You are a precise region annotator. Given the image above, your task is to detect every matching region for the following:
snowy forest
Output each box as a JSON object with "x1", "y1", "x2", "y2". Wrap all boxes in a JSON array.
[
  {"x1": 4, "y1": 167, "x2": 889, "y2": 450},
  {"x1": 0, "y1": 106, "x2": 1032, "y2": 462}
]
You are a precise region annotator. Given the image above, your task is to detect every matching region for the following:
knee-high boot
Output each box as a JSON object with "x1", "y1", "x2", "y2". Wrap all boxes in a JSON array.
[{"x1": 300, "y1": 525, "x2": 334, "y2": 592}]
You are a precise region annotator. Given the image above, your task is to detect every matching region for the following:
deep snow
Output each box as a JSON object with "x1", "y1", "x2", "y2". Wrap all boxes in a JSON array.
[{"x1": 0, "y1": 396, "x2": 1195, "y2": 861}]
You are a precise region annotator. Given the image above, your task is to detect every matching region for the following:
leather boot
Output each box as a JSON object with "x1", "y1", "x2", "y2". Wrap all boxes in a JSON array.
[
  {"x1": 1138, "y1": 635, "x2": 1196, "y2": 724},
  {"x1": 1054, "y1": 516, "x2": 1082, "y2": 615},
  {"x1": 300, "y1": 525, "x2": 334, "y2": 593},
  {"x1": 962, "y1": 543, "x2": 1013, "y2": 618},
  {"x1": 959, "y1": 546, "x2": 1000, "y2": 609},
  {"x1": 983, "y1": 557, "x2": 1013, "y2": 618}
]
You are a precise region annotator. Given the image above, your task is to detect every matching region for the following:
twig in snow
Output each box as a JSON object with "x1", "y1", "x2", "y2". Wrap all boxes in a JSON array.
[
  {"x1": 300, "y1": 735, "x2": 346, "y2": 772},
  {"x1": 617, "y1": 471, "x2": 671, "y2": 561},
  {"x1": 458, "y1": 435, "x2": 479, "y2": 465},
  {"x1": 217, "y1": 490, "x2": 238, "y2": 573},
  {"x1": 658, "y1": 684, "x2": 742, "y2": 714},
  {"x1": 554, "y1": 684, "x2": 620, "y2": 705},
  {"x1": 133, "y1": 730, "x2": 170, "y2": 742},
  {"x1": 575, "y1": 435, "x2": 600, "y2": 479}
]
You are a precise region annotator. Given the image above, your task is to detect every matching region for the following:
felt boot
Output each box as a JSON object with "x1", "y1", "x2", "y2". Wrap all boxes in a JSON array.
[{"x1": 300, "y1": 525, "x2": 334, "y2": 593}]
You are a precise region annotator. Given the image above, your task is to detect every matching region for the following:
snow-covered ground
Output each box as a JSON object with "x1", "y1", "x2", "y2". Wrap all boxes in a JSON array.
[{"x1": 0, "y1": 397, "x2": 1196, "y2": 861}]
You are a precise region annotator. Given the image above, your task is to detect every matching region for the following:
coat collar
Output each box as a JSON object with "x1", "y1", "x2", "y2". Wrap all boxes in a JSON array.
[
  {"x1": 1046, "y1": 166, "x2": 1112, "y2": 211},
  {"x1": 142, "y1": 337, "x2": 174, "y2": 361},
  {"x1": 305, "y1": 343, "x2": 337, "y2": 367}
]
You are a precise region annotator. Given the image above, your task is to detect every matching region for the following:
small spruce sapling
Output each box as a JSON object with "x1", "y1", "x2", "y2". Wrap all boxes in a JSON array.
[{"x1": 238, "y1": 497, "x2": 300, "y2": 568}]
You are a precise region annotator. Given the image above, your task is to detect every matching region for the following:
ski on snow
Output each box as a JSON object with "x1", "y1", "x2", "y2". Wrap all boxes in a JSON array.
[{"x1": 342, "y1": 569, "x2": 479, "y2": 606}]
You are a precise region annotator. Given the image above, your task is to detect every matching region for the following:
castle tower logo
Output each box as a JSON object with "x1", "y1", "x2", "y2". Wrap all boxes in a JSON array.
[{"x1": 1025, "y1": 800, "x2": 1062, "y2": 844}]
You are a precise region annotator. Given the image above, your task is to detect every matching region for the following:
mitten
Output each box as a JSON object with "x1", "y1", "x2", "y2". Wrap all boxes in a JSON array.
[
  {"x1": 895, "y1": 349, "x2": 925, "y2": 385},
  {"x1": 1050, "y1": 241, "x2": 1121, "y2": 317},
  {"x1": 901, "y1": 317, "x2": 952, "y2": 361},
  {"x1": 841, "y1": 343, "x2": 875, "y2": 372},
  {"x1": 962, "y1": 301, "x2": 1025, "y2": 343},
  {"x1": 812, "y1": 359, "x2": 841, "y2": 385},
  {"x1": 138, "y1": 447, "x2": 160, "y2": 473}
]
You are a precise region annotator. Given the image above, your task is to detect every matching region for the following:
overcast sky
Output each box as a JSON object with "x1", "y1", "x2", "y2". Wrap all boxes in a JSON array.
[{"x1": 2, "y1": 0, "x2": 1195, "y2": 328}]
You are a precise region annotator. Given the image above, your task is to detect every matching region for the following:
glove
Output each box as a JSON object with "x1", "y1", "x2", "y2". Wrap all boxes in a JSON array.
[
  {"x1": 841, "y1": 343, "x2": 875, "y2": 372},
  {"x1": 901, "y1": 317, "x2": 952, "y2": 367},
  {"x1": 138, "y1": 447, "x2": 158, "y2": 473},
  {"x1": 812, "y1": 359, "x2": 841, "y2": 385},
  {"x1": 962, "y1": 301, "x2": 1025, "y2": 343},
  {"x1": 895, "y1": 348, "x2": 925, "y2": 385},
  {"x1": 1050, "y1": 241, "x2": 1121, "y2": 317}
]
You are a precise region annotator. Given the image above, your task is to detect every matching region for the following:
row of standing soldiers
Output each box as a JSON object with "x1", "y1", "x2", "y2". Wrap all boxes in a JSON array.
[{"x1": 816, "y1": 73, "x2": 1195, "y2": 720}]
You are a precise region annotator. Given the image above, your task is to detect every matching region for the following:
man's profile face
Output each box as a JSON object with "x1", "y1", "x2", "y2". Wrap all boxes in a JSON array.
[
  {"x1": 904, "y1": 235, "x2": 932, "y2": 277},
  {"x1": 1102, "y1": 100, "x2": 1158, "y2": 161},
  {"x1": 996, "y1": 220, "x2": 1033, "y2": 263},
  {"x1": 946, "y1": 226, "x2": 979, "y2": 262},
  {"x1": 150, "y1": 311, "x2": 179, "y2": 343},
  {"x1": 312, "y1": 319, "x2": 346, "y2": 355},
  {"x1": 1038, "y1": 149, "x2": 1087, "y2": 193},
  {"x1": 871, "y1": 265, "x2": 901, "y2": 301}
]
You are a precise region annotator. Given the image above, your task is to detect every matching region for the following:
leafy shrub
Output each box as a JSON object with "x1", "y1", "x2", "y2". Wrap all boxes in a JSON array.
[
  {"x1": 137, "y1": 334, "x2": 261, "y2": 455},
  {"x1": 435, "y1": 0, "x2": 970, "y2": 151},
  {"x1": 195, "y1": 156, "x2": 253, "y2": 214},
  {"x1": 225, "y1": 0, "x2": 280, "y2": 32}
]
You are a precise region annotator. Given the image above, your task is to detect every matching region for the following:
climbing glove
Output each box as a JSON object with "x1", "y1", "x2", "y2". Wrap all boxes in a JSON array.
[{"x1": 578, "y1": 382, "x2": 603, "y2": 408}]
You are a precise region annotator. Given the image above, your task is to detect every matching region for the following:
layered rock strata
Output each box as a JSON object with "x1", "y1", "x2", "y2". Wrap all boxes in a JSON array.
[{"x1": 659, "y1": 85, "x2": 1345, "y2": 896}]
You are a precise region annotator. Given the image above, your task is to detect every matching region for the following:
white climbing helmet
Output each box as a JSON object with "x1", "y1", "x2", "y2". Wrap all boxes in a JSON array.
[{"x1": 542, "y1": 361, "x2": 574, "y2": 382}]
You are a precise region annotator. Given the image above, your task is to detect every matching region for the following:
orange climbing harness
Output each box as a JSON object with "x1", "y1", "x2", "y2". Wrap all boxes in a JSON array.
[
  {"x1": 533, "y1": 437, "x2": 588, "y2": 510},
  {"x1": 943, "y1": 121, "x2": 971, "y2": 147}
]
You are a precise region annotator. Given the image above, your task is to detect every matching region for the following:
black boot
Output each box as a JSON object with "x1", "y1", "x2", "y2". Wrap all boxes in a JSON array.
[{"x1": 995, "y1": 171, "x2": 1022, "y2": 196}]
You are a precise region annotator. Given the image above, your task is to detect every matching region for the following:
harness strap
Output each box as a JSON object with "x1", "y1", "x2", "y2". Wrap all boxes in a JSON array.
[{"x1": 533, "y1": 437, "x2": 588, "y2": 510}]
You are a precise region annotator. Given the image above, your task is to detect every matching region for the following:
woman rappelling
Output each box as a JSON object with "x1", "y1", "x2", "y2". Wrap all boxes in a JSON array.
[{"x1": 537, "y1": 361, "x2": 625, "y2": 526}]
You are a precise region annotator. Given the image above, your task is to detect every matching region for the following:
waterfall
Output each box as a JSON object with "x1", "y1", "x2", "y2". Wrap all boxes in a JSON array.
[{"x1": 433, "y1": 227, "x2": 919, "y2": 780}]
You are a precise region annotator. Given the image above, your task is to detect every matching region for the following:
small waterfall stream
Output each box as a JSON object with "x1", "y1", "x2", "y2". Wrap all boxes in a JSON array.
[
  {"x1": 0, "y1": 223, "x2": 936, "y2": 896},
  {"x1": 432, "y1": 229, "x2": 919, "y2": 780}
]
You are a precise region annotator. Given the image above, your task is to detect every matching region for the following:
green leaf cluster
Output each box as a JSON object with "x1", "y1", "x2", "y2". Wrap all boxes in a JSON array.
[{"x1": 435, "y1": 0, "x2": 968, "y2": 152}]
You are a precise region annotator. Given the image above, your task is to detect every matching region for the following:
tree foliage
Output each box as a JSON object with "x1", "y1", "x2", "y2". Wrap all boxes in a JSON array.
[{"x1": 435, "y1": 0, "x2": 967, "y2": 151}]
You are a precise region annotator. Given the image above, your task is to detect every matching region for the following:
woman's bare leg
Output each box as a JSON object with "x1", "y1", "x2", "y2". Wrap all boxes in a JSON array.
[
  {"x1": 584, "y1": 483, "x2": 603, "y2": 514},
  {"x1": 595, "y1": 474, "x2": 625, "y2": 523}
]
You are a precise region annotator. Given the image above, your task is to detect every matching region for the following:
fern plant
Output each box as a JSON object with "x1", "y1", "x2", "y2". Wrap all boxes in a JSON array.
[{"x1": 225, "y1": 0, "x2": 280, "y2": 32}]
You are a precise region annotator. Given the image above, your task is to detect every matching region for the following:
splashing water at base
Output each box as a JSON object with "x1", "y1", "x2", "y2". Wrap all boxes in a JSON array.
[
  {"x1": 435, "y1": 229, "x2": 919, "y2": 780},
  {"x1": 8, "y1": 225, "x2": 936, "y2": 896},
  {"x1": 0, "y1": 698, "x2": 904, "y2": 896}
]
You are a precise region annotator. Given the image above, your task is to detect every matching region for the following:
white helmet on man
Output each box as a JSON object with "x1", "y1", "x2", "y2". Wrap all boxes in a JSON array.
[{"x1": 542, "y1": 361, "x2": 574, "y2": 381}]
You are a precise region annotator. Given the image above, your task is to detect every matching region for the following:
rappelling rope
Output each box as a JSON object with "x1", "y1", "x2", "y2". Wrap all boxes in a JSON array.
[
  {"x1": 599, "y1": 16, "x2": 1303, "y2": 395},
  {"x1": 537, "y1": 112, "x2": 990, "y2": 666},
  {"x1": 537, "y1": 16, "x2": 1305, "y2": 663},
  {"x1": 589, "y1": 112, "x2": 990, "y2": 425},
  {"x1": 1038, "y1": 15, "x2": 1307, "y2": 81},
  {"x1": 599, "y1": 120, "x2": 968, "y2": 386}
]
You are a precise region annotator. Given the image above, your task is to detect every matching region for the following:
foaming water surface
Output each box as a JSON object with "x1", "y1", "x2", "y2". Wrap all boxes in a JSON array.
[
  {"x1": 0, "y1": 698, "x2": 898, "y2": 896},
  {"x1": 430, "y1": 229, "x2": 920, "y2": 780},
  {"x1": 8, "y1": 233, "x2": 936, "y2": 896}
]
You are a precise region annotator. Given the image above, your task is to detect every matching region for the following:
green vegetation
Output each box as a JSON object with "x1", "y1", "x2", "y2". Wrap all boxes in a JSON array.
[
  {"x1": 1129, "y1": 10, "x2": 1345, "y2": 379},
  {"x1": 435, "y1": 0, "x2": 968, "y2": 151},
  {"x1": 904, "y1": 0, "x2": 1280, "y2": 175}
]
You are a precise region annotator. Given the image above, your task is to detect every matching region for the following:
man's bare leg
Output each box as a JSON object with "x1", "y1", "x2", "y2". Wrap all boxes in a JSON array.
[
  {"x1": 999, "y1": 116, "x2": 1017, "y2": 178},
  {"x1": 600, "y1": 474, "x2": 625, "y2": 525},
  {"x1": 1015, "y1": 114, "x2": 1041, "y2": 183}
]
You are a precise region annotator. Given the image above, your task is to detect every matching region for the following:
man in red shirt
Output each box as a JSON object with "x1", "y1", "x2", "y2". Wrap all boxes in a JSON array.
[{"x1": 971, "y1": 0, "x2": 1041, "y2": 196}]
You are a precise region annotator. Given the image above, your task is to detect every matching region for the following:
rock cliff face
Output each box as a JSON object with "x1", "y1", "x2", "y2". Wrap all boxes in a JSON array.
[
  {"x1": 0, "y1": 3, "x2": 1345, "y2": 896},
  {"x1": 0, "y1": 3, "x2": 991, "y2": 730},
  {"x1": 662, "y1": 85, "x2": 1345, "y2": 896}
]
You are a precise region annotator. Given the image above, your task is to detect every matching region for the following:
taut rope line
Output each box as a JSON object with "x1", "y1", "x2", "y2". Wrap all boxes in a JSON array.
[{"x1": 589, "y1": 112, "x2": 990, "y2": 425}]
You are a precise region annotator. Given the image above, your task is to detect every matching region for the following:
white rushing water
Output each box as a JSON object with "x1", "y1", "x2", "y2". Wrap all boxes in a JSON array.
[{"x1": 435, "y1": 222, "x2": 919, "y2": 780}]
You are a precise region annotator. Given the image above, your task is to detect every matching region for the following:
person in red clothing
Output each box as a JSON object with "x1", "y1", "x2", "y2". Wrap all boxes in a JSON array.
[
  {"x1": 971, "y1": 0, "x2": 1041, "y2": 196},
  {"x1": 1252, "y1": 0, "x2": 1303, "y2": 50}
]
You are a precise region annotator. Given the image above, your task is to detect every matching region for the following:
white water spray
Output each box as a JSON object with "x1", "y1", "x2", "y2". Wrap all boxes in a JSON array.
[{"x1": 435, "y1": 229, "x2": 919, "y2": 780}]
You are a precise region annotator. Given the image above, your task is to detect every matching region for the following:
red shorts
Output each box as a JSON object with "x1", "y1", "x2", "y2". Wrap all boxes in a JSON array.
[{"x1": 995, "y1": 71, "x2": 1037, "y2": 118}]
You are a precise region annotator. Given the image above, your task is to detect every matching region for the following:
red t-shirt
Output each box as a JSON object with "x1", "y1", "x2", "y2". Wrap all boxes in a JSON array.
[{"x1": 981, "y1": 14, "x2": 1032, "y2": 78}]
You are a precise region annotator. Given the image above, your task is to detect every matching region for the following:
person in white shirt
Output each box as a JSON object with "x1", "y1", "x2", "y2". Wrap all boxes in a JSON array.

• • • • • • •

What is being asked:
Gather every line of the records that contains the string "person", and copy each one in full.

The response:
person in red clothing
person in white shirt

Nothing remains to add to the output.